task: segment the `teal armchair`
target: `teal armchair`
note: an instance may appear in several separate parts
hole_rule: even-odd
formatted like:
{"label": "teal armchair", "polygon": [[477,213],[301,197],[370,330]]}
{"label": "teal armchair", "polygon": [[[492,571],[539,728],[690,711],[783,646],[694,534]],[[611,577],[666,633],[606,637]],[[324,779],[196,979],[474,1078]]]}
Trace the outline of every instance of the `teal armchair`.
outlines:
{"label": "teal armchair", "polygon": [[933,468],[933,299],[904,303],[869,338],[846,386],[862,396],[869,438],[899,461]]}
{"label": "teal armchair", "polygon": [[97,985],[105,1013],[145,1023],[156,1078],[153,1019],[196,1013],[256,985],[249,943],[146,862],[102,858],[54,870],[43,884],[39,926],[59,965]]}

● ● ●

Exercise goal
Change "even-odd" to "nonzero" throughout the material above and reproduce all of it, leaving every other line untouched.

Final answer
task: segment the `teal armchair`
target: `teal armchair`
note: an instance may appear in several separate parts
hole_rule: nonzero
formatted like:
{"label": "teal armchair", "polygon": [[477,213],[301,197],[370,330]]}
{"label": "teal armchair", "polygon": [[[492,571],[539,728],[690,711],[783,646],[694,534]],[[611,577],[666,633],[606,637]],[[324,779],[196,979],[474,1078]]]}
Trace the outline of every instance of the `teal armchair`.
outlines:
{"label": "teal armchair", "polygon": [[933,468],[933,299],[904,303],[869,338],[846,386],[862,396],[869,438],[899,461]]}
{"label": "teal armchair", "polygon": [[97,985],[105,1013],[145,1023],[156,1078],[153,1019],[196,1013],[256,985],[249,943],[146,862],[102,858],[54,870],[43,884],[39,926],[59,965]]}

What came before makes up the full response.